# Direction
Count the lines in the records below that contain the string "shoe" and give only that number.

-- Start of Excerpted data --

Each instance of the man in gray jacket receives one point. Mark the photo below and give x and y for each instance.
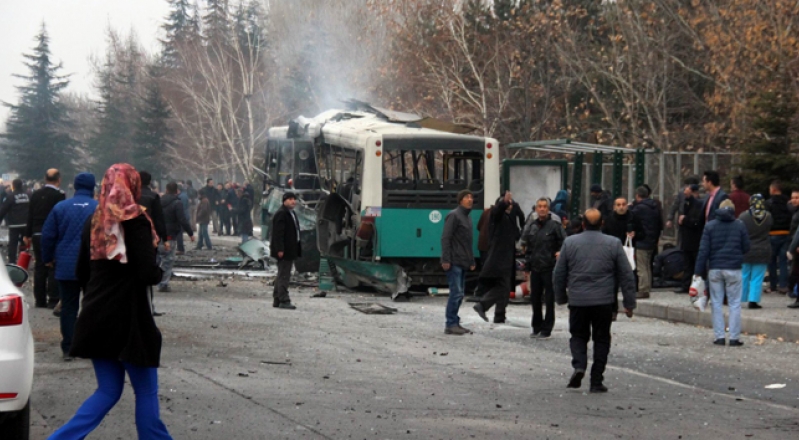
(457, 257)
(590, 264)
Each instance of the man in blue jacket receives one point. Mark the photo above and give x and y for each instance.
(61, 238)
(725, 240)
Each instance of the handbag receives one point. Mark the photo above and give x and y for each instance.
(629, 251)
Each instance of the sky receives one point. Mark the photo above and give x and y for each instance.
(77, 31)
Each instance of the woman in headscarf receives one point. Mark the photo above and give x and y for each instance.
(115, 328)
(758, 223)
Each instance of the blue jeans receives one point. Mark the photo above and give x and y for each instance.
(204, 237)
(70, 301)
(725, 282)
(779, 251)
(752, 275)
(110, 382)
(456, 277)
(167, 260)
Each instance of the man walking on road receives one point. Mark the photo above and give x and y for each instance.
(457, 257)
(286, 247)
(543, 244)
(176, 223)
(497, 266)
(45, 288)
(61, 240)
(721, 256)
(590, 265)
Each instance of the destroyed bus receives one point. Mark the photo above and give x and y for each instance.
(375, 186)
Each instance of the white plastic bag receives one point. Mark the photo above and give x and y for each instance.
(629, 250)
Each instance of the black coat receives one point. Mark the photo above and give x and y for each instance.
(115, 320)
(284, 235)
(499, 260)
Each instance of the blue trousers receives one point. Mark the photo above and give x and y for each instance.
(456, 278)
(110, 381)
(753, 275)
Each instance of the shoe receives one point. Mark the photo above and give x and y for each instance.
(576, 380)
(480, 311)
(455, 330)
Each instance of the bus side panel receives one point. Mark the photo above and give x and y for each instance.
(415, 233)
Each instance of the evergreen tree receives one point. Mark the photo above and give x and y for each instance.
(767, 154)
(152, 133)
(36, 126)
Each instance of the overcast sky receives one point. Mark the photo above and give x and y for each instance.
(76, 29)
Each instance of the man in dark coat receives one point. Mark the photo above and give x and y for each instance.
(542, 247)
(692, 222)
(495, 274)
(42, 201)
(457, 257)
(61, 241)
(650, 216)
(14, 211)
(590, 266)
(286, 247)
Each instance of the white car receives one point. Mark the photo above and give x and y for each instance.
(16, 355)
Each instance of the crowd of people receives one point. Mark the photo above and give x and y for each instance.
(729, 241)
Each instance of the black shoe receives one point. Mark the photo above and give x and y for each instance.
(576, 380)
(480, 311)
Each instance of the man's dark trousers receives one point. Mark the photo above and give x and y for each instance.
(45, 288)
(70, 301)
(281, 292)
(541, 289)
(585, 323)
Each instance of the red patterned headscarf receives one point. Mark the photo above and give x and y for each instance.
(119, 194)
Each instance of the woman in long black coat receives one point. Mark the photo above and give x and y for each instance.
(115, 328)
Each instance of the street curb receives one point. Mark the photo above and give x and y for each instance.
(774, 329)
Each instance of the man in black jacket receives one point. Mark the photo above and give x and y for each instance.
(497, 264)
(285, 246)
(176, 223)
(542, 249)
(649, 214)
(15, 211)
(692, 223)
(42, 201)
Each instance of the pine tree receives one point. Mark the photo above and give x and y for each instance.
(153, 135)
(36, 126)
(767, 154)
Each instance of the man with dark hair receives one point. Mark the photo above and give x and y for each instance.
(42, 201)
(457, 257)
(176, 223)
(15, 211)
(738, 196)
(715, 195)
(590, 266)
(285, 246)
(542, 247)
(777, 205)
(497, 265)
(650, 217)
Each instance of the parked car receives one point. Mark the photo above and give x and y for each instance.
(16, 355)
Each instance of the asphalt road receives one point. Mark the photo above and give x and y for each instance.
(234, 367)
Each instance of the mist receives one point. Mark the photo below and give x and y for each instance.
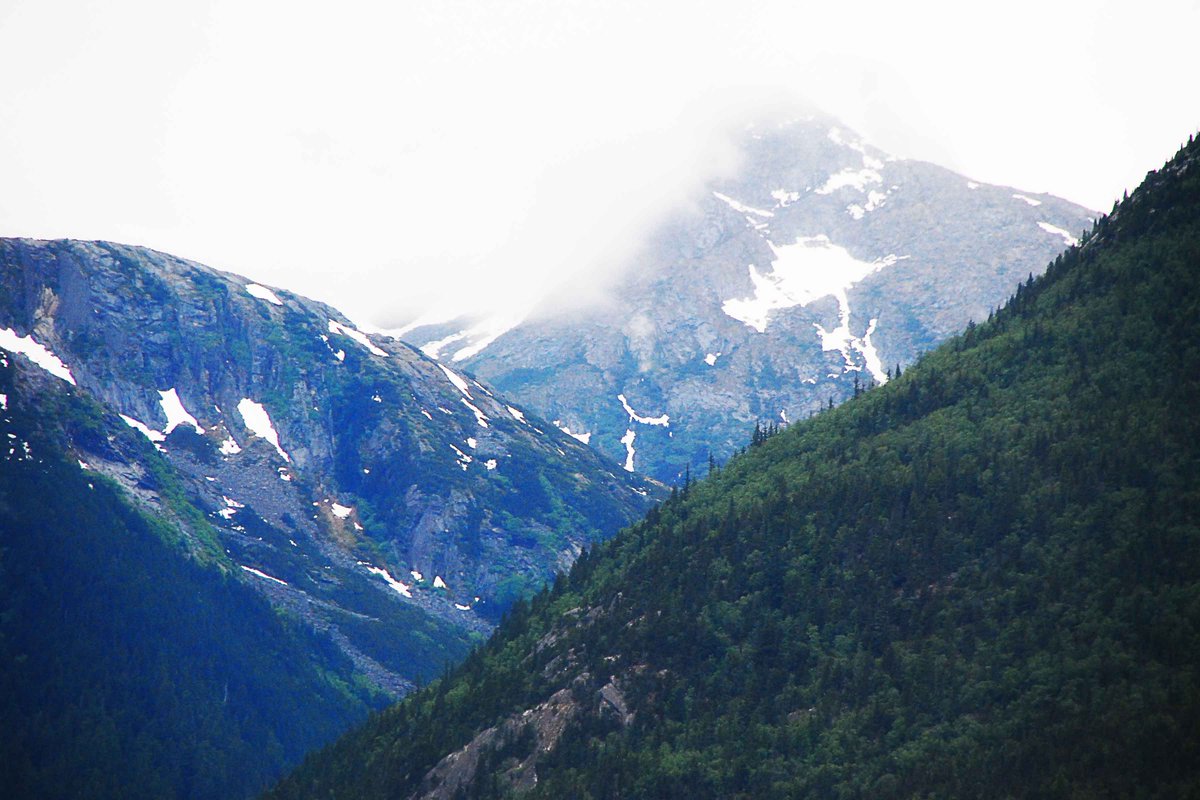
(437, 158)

-- End of Excerpted data --
-- Start of Excerpted data --

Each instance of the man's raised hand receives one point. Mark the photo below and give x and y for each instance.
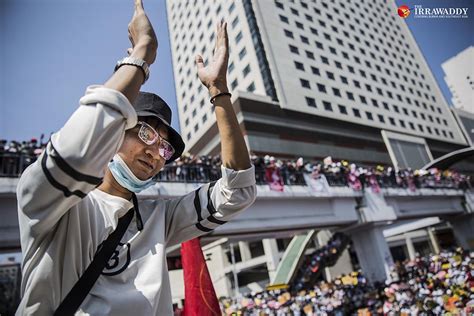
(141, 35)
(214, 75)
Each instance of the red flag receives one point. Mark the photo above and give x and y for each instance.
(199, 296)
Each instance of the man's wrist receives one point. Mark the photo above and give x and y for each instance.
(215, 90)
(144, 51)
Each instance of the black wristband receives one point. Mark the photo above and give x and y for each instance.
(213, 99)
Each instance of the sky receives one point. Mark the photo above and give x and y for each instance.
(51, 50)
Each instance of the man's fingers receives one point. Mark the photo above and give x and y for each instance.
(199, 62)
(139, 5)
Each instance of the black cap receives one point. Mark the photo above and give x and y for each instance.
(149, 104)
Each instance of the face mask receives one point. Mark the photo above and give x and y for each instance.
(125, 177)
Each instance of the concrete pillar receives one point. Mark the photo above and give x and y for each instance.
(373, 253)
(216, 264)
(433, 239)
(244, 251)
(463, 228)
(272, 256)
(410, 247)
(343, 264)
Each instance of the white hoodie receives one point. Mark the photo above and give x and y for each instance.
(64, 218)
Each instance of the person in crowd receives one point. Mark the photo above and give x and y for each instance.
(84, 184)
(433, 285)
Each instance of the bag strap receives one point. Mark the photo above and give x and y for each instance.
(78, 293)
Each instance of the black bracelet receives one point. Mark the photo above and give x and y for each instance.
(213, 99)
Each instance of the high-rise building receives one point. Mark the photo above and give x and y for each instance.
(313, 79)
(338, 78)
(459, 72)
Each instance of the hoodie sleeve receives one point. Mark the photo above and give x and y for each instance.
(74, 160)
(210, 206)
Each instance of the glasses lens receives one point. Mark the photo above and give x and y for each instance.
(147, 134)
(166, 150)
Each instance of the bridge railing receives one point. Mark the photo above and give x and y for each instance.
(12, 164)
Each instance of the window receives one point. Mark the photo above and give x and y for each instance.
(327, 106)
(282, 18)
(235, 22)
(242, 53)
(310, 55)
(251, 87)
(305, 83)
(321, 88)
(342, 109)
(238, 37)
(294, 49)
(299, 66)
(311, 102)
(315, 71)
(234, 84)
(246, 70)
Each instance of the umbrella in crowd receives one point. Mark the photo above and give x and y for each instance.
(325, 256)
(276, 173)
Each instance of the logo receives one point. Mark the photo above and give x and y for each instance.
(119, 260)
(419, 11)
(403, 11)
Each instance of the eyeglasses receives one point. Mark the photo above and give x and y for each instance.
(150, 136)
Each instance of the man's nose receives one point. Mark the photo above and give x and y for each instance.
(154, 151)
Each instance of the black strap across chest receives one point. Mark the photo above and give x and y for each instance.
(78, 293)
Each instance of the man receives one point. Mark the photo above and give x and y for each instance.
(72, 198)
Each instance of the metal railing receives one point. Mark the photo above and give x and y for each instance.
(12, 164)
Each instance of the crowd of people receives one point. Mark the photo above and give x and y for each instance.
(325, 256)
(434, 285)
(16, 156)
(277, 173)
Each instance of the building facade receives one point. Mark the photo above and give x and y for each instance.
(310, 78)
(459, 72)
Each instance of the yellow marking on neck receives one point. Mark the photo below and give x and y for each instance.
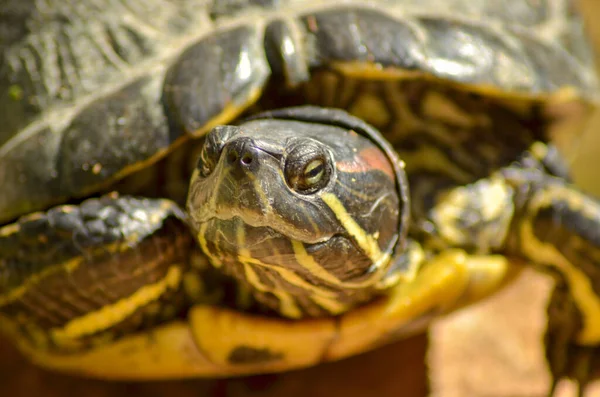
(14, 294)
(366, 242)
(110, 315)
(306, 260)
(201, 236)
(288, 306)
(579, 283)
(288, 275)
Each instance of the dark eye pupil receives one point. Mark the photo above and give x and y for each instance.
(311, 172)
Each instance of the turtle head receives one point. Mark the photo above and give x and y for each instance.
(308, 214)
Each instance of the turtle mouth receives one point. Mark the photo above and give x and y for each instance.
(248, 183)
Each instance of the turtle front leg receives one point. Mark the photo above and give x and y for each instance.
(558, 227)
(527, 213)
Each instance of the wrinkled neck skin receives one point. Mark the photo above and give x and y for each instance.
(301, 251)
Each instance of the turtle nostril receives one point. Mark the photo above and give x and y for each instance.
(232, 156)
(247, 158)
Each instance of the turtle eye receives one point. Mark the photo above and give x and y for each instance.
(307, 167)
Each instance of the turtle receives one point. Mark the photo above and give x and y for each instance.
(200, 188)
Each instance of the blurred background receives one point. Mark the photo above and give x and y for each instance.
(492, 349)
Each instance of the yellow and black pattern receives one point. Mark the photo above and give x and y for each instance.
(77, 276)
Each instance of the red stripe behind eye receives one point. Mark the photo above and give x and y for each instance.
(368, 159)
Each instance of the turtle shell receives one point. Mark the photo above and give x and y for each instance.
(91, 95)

-- End of Excerpted data --
-- Start of Excerpted data --

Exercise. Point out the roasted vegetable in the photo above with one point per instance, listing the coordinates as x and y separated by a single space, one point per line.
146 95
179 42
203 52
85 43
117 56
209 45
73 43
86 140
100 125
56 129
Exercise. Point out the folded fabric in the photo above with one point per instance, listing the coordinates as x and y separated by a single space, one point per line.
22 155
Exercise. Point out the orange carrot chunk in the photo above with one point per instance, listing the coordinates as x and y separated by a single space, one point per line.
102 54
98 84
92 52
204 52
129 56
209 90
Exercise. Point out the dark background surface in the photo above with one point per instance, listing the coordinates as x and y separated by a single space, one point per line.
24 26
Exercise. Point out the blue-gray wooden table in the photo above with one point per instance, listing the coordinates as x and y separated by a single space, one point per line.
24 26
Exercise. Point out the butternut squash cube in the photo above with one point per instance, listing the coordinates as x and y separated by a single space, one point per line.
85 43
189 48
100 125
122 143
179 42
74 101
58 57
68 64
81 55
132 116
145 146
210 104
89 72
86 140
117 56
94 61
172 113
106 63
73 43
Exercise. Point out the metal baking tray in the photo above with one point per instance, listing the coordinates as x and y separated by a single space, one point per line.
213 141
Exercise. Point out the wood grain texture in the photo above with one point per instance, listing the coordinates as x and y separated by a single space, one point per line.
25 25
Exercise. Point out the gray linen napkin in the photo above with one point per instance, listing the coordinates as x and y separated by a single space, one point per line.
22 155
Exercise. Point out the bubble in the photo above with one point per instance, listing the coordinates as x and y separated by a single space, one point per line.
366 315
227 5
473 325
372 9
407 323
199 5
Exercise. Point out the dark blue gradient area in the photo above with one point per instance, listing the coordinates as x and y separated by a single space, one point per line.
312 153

-- End of Excerpted data --

# Finished answer
2